● PASSAGE
######

As always, brothers Jim and John made the trip with me. We stayed for more than
a week of vacation and family bonding, then left my mother to while away the next couple of months on her own.
As
is our way, my brothers and I spent much of our time on excursions into some of the wilder regions of southern Florida: Corkscrew
Swamp, Fakahatchee Strand and the Ding Darling National Wildlife Refuge on Sanibel Island.
Again, I came away with
a deepened love and respect for the Everglades and its land and creatures that continue to survive, albeit precariously, in
an environment that has been ripped asunder by development over the last century.
I’m convinced that 99 percent
of the people who visit Florida don’t know the first thing about its natural history and ecosystem, and its true uniqueness.
That’s a shame.
People go to Florida for lots of reasons, but I doubt many Northerners see the state the
way my brothers and I do: like one giant field trip.
Being with Jim and John there is like being in science class.
Both landscapers by profession, Jim majored in anthropology; John majored in biology. They live and explain their lives by
science. They read non-fiction.
Me, the English major, I’m more metaphysical. I read fiction.
You
can imagine that at times this dynamic generates some friction. For the most part, however, barring some sporadic toxicity
due to information overload, I find it all incredibly engaging and we get along swimmingly.
While most people throw
their towels on lounge chairs by swimming pools to catch rays or read, we walk the beach, only occasionally lying in rest.
We scan the water for dolphins; we try to identify shorebirds and plants. We spot a dead fish in the surf; we try to figure
out what it is.
While most of my Indianapolis acquaintances who go to Florida are on the golf course, playing tennis
or shopping, we are off on one of our aforementioned excursions into the wild country.
The bookshelves in our condo
are filled with field guides on birds, plants, trees, shrubs, shells, fish, you name it. Fiction titles include several books
by Carl Hiaasen and Peter Matthiessen, writers whose yarns typically unfold in the swamps and towns of southern Florida.

######

● RECORDS PROVIDED
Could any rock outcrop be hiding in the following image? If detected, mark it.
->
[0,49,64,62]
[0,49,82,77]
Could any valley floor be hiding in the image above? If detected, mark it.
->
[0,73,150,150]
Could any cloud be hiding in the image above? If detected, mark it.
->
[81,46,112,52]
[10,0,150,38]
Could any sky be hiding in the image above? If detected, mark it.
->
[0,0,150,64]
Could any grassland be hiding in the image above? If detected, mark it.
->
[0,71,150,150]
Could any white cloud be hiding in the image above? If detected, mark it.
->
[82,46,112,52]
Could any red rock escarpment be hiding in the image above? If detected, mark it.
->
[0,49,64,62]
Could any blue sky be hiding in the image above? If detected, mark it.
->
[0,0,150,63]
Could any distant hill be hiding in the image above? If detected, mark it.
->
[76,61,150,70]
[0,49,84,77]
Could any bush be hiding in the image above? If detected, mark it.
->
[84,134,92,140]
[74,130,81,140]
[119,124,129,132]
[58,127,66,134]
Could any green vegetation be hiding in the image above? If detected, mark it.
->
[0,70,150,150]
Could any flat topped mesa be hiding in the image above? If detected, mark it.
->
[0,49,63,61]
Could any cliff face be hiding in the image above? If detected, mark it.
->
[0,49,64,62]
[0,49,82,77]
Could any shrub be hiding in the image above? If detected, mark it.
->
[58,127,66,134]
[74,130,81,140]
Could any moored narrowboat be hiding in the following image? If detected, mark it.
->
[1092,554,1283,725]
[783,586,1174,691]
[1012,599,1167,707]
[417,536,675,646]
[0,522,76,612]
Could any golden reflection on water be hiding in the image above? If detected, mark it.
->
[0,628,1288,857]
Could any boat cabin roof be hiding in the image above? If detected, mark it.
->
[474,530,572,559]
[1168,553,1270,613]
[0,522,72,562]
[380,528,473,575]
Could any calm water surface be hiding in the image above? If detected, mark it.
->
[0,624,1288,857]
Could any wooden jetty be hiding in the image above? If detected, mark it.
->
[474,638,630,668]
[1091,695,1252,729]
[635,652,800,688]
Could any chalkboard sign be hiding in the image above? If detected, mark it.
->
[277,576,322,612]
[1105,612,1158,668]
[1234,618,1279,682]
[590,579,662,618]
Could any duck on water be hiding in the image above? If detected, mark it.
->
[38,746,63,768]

######

● REQUIRED ACTION
Continue the essay about the Florida trips with Jim and John, picking up after its last sentence.

● TASK RESPONSE
Brother John has even stocked some books and tapes on Totch Brown (1920-1996), a native of the Everglades who made
his living trapping gators, running moonshine and drugs, and doing just about anything else he needed to do to survive there.
This year, quite by accident, we discovered a place east of Naples called the Picayune State Forest. At nearly 40,000
acres, it is the happy result of a Florida real estate scam gone bad.
Crisscrossed by a handful of roads and 180
miles of canals, these wetlands were supposed to be Golden Gate Estates, the world’s largest subdivision. Several years
ago, out-of-staters bought some 29,000 lots; the problem was most of the land was under water all summer long.
After
the project went belly up, the state bought the acreage piece by piece and created the Picayune, now the protected home of
the full gamut of Everglades wildlife, including the near-extinct Florida panther.
I’d like to see more of
Florida go in this direction. I am ecstatic that Congress passed the Comprehensive Everglades Restoration Plan, an $8 billion
investment with a $172 million annual operating budget to recapture some of the grandeur of the Glades. You should be, too.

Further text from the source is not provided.